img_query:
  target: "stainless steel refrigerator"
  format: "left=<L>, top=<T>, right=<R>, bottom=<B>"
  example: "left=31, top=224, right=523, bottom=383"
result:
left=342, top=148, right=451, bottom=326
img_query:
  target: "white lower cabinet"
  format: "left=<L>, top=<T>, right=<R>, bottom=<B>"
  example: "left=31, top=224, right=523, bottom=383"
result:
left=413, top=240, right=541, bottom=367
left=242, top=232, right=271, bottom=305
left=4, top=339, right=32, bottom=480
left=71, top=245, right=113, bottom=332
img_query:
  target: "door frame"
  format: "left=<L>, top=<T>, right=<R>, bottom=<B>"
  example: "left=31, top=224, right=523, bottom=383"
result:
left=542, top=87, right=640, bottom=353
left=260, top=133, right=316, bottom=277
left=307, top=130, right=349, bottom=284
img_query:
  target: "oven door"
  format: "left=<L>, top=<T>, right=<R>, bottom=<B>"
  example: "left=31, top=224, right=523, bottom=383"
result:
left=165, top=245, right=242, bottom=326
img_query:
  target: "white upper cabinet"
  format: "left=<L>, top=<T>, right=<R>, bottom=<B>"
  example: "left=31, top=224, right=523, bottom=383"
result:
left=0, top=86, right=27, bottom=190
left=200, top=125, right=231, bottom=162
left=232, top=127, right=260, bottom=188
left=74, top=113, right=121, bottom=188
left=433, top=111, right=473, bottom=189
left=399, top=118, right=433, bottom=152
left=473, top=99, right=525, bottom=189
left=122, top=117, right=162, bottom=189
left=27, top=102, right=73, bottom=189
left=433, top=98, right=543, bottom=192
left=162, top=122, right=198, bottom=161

> **Problem to work on**
Put every line of the records above into a Markdown table with two columns, Row for the line's number and Line for its text. Leave out any blank lines.

> **Full output**
| Row | Line |
|---|---|
| 1 | img_query: |
| 2 |   target: "stainless steel refrigerator" |
| 3 |   format: "left=<L>, top=<T>, right=<R>, bottom=<B>" |
| 4 |   example: "left=31, top=224, right=523, bottom=383" |
| 5 | result: |
| 6 | left=342, top=148, right=451, bottom=326 |
| 7 | img_query: |
| 8 |   target: "white lower cabinet" |
| 9 |   format: "left=<L>, top=<T>, right=<R>, bottom=<B>" |
| 10 |   example: "left=31, top=224, right=523, bottom=383" |
| 11 | result: |
| 12 | left=413, top=240, right=541, bottom=367 |
| 13 | left=242, top=232, right=271, bottom=305 |
| 14 | left=4, top=339, right=32, bottom=480 |
| 15 | left=71, top=245, right=113, bottom=332 |
| 16 | img_query: |
| 17 |   target: "door frame" |
| 18 |   format: "left=<L>, top=<T>, right=<R>, bottom=<B>" |
| 19 |   example: "left=31, top=224, right=523, bottom=383" |
| 20 | result: |
| 21 | left=542, top=87, right=640, bottom=353 |
| 22 | left=260, top=133, right=316, bottom=277 |
| 23 | left=307, top=130, right=349, bottom=284 |
| 24 | img_query: |
| 25 |   target: "oven door" |
| 26 |   format: "left=<L>, top=<T>, right=<R>, bottom=<B>" |
| 27 |   example: "left=31, top=224, right=523, bottom=383" |
| 28 | result: |
| 29 | left=165, top=245, right=242, bottom=326 |
| 30 | img_query: |
| 31 |   target: "white upper cabinet" |
| 32 |   format: "left=<L>, top=<T>, right=<R>, bottom=<B>" |
| 33 |   example: "left=31, top=224, right=523, bottom=383" |
| 34 | result: |
| 35 | left=0, top=86, right=27, bottom=190 |
| 36 | left=200, top=125, right=231, bottom=162 |
| 37 | left=232, top=127, right=260, bottom=188 |
| 38 | left=74, top=113, right=121, bottom=188 |
| 39 | left=433, top=111, right=473, bottom=189 |
| 40 | left=399, top=118, right=433, bottom=152 |
| 41 | left=473, top=99, right=525, bottom=189 |
| 42 | left=122, top=117, right=162, bottom=189 |
| 43 | left=27, top=102, right=73, bottom=189 |
| 44 | left=433, top=98, right=543, bottom=192 |
| 45 | left=162, top=122, right=198, bottom=161 |